(Exercise brief)
For each line of the data below, copy it if it holds the word "tree".

(Collected data)
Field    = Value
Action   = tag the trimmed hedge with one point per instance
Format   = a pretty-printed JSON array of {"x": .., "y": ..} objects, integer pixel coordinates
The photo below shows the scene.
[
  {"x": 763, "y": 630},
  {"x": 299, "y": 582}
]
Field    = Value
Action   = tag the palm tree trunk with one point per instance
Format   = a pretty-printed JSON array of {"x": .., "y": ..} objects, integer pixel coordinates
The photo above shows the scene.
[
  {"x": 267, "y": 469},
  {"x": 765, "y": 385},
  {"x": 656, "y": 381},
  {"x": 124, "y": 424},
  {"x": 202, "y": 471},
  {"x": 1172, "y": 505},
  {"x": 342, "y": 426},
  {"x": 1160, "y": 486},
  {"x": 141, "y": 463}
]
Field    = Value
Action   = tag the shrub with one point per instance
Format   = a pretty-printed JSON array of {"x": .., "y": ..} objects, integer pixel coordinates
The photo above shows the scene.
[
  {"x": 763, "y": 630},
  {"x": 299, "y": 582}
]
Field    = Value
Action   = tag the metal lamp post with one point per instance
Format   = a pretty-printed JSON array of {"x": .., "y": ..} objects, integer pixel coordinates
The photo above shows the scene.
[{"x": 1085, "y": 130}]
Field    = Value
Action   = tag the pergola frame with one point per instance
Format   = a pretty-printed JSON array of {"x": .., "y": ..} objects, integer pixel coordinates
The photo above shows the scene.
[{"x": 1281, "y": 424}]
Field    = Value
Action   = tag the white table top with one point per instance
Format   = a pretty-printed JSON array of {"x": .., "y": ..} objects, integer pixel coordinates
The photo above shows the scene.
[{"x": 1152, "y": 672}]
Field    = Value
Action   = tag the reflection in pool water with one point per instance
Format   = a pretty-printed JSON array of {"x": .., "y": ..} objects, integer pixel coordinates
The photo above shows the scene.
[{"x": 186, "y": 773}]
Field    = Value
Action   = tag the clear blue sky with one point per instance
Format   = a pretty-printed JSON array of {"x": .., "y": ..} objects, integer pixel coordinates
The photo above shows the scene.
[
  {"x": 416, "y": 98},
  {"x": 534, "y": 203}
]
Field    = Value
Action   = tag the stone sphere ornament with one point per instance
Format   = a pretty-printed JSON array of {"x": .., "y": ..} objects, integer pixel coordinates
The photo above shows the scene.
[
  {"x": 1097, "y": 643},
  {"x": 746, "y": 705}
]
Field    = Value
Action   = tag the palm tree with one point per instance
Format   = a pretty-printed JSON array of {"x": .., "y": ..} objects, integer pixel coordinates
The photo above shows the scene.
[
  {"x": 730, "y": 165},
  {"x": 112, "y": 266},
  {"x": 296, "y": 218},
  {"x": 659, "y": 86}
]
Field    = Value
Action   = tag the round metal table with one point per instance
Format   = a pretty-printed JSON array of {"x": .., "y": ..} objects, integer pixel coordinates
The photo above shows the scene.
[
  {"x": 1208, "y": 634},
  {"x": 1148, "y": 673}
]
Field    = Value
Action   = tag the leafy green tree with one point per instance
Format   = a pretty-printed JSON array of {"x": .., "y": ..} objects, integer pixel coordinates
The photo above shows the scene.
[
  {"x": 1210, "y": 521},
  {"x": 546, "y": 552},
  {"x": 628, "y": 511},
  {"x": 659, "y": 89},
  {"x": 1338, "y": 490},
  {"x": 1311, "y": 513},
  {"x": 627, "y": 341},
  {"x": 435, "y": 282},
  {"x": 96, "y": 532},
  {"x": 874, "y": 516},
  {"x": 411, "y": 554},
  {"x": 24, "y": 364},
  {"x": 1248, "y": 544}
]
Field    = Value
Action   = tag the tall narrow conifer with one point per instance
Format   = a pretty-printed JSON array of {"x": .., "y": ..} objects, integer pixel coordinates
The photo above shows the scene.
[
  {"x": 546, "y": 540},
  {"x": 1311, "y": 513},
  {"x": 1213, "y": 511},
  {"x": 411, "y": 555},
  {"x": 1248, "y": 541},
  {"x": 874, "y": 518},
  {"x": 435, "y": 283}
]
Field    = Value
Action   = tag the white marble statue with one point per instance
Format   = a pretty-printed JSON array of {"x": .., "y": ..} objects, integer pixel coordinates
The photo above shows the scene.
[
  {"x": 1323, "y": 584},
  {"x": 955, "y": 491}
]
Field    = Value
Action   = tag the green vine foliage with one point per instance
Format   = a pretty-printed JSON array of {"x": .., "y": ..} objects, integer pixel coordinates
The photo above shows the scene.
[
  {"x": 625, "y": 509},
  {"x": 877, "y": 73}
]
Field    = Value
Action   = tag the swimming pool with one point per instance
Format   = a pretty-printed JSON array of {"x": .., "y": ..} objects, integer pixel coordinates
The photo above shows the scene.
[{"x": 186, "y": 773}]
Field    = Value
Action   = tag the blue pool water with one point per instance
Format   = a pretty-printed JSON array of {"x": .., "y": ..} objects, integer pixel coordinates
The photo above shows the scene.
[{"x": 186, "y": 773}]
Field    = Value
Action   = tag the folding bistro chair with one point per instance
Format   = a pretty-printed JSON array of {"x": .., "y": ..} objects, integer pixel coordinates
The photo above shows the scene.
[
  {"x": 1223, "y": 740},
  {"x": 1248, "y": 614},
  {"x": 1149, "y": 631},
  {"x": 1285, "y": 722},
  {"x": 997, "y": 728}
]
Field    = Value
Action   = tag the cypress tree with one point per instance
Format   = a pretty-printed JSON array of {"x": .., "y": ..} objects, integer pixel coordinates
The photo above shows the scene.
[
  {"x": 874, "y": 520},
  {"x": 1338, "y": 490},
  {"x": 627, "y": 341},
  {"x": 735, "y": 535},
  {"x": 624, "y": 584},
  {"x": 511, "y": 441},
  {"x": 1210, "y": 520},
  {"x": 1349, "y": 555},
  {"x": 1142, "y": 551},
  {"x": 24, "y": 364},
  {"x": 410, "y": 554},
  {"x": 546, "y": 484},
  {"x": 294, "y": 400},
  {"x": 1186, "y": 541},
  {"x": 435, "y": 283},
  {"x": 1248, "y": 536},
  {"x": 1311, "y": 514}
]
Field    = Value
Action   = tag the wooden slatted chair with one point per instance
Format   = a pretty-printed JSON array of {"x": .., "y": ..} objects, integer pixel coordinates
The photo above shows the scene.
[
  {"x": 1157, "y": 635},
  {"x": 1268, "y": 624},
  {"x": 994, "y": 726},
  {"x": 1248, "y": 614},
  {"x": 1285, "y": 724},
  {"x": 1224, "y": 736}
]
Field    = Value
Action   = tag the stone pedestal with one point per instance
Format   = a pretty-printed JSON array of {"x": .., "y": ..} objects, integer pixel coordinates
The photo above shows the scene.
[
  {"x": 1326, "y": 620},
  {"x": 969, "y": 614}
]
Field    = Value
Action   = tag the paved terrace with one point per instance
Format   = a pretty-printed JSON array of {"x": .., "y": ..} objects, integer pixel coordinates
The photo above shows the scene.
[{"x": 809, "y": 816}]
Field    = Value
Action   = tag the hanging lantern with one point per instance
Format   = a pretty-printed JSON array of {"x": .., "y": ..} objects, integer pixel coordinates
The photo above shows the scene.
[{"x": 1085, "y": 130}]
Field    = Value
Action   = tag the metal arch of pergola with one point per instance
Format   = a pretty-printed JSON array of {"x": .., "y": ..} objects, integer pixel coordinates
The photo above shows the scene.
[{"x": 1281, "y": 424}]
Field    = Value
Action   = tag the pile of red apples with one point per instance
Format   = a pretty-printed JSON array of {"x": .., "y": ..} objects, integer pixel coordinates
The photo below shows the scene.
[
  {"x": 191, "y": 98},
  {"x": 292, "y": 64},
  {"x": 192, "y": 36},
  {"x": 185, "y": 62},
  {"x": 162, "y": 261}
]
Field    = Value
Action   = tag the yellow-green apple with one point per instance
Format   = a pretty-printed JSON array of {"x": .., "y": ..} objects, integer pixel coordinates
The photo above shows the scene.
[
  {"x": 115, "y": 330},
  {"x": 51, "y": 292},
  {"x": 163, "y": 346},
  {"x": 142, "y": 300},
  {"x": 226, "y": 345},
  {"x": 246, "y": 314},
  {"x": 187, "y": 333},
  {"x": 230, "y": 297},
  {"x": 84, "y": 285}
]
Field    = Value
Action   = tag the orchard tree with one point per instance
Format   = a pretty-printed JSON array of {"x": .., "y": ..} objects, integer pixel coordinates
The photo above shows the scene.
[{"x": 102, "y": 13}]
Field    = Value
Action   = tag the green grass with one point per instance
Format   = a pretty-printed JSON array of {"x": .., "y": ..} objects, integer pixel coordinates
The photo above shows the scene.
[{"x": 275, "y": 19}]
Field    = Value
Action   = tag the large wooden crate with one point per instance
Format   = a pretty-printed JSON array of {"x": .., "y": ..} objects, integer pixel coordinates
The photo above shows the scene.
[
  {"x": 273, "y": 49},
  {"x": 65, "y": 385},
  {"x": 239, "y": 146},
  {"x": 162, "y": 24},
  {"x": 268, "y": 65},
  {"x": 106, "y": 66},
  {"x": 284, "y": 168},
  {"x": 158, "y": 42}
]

(Result of this exercise)
Action   = tag the palm tree trunk with one point per instance
Action   = tag the palm tree with one point per instance
Action   = tag the leafy green tree with one point per instance
Action   = tag the cypress tree with one point per instance
Action   = tag the orchard tree with one point per instance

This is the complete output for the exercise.